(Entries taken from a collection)
#####

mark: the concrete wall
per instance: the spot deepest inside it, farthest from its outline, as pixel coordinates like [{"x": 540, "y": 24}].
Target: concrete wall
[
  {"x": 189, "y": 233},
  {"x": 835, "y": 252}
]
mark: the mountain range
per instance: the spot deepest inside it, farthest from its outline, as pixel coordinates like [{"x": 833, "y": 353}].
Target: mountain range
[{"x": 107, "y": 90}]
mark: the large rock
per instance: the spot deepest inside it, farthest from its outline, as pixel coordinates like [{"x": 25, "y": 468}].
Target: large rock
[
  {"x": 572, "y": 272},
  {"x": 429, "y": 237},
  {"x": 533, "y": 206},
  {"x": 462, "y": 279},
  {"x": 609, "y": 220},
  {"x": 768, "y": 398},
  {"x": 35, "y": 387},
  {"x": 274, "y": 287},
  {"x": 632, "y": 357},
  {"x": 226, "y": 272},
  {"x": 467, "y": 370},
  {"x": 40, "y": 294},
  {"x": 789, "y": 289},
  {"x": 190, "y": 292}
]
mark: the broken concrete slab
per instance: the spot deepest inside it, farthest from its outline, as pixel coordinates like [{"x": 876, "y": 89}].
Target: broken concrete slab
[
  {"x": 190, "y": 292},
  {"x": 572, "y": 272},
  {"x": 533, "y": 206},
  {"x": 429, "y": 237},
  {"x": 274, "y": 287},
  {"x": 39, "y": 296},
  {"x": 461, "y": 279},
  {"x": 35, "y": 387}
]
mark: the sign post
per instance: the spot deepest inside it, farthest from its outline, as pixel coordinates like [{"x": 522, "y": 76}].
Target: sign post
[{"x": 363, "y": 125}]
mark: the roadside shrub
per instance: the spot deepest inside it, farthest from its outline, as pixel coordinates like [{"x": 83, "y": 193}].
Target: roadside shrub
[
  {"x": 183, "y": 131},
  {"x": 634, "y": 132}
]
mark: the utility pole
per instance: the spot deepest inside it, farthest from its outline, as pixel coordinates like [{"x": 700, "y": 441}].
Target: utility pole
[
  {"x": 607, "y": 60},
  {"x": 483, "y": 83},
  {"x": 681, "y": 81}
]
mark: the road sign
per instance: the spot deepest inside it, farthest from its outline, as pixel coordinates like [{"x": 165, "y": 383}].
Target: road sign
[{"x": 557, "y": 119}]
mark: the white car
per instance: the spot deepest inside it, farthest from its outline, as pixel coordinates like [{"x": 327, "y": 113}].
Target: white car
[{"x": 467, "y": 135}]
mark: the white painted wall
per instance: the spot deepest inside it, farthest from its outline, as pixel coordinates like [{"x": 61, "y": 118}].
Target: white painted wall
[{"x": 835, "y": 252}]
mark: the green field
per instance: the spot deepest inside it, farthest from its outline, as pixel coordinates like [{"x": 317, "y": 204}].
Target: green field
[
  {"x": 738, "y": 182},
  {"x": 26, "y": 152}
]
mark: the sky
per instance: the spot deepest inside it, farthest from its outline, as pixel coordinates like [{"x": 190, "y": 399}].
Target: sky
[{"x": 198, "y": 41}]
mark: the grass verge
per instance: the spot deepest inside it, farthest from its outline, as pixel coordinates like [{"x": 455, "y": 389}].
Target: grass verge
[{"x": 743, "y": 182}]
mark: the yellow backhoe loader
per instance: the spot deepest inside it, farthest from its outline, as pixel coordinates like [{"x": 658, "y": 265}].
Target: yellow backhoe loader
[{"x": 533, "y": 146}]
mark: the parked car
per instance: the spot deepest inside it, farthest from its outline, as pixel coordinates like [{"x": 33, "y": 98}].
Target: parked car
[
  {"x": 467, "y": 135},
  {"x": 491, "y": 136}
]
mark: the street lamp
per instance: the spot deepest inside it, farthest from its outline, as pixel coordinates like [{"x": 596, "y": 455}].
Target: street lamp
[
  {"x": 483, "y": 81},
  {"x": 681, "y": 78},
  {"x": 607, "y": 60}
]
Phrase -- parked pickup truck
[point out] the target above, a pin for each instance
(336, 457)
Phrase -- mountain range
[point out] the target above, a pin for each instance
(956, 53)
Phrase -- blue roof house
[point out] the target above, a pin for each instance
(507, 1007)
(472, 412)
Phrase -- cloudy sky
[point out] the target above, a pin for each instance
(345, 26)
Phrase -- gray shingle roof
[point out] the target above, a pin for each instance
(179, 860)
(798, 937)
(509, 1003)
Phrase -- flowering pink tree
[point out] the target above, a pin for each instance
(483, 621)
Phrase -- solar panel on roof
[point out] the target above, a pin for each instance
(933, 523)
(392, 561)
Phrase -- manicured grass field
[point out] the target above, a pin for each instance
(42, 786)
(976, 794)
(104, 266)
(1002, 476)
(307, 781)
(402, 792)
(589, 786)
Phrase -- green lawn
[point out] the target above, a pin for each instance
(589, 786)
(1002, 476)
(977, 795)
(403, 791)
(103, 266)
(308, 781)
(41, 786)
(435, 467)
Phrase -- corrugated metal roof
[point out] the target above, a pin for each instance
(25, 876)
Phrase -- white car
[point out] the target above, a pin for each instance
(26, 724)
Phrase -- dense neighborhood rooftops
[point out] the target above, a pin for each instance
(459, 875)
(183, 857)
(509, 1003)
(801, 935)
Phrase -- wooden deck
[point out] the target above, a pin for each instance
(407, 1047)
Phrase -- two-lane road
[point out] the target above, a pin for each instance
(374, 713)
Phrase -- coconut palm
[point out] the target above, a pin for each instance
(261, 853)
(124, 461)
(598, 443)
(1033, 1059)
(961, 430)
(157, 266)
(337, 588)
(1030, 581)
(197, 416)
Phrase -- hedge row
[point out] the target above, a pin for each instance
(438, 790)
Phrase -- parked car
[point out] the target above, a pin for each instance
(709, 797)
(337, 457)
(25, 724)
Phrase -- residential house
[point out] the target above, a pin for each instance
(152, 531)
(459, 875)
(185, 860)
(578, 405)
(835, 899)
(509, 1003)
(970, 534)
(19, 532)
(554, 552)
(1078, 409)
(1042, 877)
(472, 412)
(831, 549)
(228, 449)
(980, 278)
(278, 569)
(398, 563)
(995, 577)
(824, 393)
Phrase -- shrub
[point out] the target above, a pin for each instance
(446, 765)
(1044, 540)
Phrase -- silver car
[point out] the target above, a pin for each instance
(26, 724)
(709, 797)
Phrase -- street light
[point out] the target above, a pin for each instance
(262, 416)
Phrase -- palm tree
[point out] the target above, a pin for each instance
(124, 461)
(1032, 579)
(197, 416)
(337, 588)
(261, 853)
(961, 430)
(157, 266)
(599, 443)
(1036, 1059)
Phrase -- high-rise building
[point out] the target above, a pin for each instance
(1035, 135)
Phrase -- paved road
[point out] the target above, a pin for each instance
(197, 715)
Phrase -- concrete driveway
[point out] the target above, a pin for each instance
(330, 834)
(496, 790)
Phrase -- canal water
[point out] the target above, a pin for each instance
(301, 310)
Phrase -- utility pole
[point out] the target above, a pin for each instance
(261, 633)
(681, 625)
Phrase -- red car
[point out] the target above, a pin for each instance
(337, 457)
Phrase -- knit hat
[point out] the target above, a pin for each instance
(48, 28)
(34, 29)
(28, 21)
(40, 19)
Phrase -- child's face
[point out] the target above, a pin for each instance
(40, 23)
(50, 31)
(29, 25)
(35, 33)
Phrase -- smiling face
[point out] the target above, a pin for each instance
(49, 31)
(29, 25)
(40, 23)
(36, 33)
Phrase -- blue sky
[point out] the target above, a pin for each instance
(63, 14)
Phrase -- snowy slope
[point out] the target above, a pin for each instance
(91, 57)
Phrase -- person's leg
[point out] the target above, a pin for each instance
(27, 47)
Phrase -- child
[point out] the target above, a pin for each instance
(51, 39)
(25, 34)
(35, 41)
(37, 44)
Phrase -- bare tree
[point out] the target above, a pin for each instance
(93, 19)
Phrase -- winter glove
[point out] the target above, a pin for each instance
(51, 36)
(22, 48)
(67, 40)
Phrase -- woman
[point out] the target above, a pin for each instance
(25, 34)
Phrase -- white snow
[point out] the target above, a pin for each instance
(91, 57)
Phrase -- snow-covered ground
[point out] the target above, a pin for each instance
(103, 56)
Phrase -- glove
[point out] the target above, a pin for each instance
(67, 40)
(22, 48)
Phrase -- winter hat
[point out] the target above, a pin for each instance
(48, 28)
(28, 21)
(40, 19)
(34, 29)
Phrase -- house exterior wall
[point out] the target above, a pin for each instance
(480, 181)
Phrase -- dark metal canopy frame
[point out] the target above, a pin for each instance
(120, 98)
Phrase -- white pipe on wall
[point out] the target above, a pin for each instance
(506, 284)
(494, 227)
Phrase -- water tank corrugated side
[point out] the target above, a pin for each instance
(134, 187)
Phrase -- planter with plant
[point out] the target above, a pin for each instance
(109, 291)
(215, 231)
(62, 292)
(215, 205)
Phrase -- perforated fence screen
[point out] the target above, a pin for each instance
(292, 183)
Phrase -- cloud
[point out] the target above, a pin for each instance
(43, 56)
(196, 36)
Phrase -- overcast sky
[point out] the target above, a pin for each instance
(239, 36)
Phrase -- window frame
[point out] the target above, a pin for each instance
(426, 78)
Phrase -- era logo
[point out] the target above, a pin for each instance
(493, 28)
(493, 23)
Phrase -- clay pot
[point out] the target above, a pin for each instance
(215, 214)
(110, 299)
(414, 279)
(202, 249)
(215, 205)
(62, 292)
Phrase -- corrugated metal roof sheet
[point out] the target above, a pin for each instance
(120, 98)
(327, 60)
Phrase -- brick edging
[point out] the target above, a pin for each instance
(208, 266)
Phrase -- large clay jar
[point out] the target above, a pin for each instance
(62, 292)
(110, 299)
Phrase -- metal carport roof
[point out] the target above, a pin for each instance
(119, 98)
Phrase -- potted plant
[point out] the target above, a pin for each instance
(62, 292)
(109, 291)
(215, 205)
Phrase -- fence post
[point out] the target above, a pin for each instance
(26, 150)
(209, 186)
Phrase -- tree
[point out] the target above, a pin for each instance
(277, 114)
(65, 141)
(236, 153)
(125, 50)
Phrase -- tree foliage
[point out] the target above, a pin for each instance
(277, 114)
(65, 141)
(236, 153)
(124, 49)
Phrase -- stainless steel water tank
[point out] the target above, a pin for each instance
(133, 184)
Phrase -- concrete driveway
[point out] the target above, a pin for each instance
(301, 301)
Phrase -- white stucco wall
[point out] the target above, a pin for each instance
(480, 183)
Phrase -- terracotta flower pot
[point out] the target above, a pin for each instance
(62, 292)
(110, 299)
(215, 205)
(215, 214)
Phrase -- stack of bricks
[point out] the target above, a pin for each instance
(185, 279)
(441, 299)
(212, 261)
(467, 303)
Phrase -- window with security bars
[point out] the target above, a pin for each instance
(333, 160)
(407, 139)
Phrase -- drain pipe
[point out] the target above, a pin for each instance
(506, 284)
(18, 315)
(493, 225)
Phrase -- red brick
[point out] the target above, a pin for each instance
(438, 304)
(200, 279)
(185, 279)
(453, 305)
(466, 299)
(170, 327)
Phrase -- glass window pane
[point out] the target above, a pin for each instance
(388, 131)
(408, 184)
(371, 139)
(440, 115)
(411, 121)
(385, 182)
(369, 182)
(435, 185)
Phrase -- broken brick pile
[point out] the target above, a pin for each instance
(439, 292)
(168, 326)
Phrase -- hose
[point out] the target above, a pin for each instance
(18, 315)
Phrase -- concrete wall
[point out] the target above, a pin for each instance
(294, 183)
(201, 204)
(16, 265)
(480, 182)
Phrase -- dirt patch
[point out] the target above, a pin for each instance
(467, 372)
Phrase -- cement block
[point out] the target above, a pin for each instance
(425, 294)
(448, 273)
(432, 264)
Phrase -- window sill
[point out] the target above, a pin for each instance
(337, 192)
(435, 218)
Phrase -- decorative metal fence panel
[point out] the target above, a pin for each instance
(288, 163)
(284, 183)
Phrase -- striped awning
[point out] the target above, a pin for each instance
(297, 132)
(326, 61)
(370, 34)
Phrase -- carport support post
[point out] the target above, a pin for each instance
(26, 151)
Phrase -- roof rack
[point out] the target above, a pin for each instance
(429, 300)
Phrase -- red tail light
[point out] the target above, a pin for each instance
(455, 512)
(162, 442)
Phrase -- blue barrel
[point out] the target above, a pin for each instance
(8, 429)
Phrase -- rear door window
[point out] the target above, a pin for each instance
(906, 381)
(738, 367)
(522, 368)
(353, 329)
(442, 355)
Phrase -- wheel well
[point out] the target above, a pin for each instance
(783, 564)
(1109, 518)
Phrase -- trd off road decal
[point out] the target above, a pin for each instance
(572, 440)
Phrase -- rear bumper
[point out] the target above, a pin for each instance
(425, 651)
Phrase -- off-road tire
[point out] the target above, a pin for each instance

#####

_Aim of the exercise_
Scan the data above for the word "water", then copy every line that holds it.

_Finished task_
Phrase -- canal water
Phrase -- water tank corrugated side
Phrase -- stainless steel water tank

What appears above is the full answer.